**INSTRUCTION**
Return the material below as a JSON list of strings, one string per line, leaving out any blank lines.

**STORED DATA**

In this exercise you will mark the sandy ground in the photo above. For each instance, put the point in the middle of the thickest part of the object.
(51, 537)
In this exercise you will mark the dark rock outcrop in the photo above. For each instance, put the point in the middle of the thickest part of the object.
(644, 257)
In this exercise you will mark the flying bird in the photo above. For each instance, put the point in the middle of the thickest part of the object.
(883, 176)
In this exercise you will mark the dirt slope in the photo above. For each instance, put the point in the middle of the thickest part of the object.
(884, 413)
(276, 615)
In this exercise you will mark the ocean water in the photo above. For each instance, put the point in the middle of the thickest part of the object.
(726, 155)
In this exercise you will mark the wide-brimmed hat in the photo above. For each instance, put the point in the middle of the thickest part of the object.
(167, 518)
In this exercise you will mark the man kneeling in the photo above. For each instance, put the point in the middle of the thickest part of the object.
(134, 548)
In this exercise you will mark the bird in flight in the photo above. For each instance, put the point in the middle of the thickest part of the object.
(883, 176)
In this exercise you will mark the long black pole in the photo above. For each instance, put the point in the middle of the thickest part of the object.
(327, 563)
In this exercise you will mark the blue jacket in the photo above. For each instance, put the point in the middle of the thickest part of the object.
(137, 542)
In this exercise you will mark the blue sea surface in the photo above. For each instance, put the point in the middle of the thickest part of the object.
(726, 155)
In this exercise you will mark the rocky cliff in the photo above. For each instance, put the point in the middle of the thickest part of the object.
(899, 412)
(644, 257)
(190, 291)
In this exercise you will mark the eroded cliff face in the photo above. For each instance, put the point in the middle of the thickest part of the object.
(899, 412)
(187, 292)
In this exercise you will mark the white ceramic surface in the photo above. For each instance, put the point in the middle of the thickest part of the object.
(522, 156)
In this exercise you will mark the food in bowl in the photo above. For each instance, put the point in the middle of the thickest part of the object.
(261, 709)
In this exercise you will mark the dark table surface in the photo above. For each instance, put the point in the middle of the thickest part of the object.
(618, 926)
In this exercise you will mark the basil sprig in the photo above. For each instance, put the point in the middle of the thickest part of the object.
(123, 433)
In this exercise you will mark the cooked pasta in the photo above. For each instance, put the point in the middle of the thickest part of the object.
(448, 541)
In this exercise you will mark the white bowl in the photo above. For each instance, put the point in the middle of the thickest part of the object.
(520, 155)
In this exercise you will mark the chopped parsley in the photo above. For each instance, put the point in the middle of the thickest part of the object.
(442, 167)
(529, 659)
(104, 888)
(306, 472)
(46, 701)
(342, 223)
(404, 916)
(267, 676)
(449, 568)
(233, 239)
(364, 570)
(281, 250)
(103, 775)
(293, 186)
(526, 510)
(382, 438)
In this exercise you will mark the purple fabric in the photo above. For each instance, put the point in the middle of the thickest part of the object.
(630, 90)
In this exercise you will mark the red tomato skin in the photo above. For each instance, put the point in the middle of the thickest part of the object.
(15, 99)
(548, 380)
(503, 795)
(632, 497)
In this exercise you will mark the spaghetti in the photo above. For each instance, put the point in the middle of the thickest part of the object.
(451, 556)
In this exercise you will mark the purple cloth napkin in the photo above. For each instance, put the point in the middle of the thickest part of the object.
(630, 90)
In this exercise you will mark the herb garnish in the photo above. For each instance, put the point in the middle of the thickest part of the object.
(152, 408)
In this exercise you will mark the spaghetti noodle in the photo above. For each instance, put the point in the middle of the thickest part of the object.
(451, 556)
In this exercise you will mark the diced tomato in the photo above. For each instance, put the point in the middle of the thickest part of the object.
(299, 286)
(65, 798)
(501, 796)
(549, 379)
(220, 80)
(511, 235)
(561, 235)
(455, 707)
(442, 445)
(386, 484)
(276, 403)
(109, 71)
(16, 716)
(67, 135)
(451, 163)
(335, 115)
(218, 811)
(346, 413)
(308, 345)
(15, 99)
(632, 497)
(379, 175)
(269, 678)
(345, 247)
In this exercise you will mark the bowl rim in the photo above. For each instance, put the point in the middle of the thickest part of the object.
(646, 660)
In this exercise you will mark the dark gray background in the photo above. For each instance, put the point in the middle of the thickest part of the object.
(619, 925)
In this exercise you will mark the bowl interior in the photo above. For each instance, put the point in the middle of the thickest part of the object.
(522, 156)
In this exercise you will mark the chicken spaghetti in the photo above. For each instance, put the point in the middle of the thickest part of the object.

**SOLUTION TO THE EXERCISE**
[
  "In this exercise you will mark the sandy ground in the photo above. For each instance, put the point in the middle of the thickest part of the object.",
  "(51, 537)",
  "In this exercise you will mark the dark rock outcrop in the photo above. For each instance, put the point in the middle of the thickest part of the object.",
  "(644, 257)",
  "In this exercise you will mark the flying bird in the photo above. For each instance, put the point in the middle of the thickest part of the object.",
  "(883, 176)",
  "In this exercise you will mark the dirt slope in the photo above. For each instance, put the point in the middle of the thickest part of the object.",
  "(884, 413)",
  "(276, 615)",
  "In this exercise you will mark the ocean water in the photo above. For each instance, put the point in the middle of the thickest part of the object.",
  "(726, 155)",
  "In this exercise you will mark the wide-brimmed hat in the photo above. For each instance, put the point in the middle of the thickest part of the object.",
  "(167, 518)",
  "In this exercise you will mark the man kneeling in the photo above. For each instance, put the point in the middle of the thickest part of the object.",
  "(134, 548)",
  "In this exercise you will mark the bird in flight in the photo above. For each instance, put the point in the middle of the thickest part of the object.",
  "(883, 176)",
  "In this exercise you will mark the long black pole in the photo above. For each instance, put the point in the middle of the thickest part of the object.",
  "(327, 563)",
  "In this exercise you will mark the blue jacket in the photo above. For each instance, put the point in the middle of the thickest part of the object.",
  "(137, 542)",
  "In this exercise you will mark the blue sea surface in the photo above. For each instance, put the point in the middle of the thickest part of the object.",
  "(726, 155)",
  "In this exercise you will mark the rocky cliff in the photo above. For each instance, put the point in the middle of the thickest part of the object.",
  "(899, 412)",
  "(644, 257)",
  "(190, 291)",
  "In this exercise you will mark the eroded cliff face in the photo above. For each instance, put the point in the middle of the thickest part of the object.",
  "(899, 412)",
  "(187, 292)",
  "In this exercise you will mark the white ceramic surface in the photo above. For each instance, put the point in the middle of the thickest part of the object.",
  "(522, 156)",
  "In this exercise you will mark the food in bowl in the photo above. For each instance, put the point in the middle of the thickest part of the object.",
  "(261, 709)",
  "In this exercise you will mark the dark table surface in the photo above. For each instance, put the point in the middle of the thickest part of the object.",
  "(618, 926)",
  "In this exercise you will mark the basil sprig in the photo above. For each instance, put the point in the middle of the thickest part of the object.",
  "(123, 433)",
  "In this exercise you will mark the cooked pasta in the photo above. For each instance, put the point in the middle of the thickest part of the object.",
  "(448, 541)",
  "In this exercise you will mark the white bowl in the photo above. For each instance, put the point in the middle of the thickest part of the object.",
  "(520, 155)",
  "In this exercise you will mark the chopped parsley in the photo above. For each instance, put the point in the middle of the thickest part of the object.",
  "(442, 167)",
  "(529, 659)",
  "(104, 888)",
  "(306, 472)",
  "(46, 701)",
  "(342, 223)",
  "(404, 916)",
  "(267, 676)",
  "(449, 568)",
  "(233, 239)",
  "(364, 570)",
  "(281, 250)",
  "(103, 775)",
  "(293, 186)",
  "(526, 510)",
  "(382, 438)",
  "In this exercise you will mark the purple fabric in the photo above. For each instance, put the point in the middle of the thickest part of the object.",
  "(630, 90)",
  "In this exercise you will mark the red tomato skin in the photo above. For each instance, put the point in the middle of the thickest part of the object.",
  "(15, 99)",
  "(548, 380)",
  "(503, 795)",
  "(632, 497)",
  "In this exercise you will mark the spaghetti in the photo above. For each instance, put the point in the middle of the thickest part of the object.",
  "(451, 556)",
  "In this exercise you will mark the purple cloth napkin in the photo above. For each instance, put the point in the middle of the thickest part of the object.",
  "(630, 90)",
  "In this exercise you will mark the herb garnish in the photo above. For each instance, put the point in the middle of the thickest part of the object.",
  "(152, 408)",
  "In this exercise you will mark the spaghetti noodle in the photo above. For each instance, put the point in the middle of the thickest part of the object.",
  "(451, 556)",
  "In this exercise you will mark the diced tomato in the photo above. For each instance, put the point in the middle of the thickest part of the object.",
  "(299, 286)",
  "(65, 798)",
  "(501, 796)",
  "(549, 379)",
  "(220, 80)",
  "(511, 235)",
  "(561, 235)",
  "(455, 707)",
  "(442, 445)",
  "(386, 484)",
  "(276, 403)",
  "(109, 71)",
  "(16, 716)",
  "(67, 135)",
  "(451, 163)",
  "(335, 115)",
  "(218, 811)",
  "(346, 413)",
  "(308, 345)",
  "(15, 99)",
  "(632, 497)",
  "(379, 175)",
  "(269, 678)",
  "(345, 247)",
  "In this exercise you will mark the bowl rim in the photo above. For each instance, put the point in the middle of the thickest part of the object.",
  "(646, 660)",
  "In this exercise you will mark the dark gray background in the photo above. For each instance, put the point in the middle of the thickest part of the object.",
  "(619, 925)",
  "In this exercise you will mark the bowl interior in the photo above. For each instance, put the point in the middle of the thickest part of the object.",
  "(522, 156)",
  "In this exercise you will mark the chicken spaghetti in the photo above. For each instance, put the point in the middle of the thickest part of the object."
]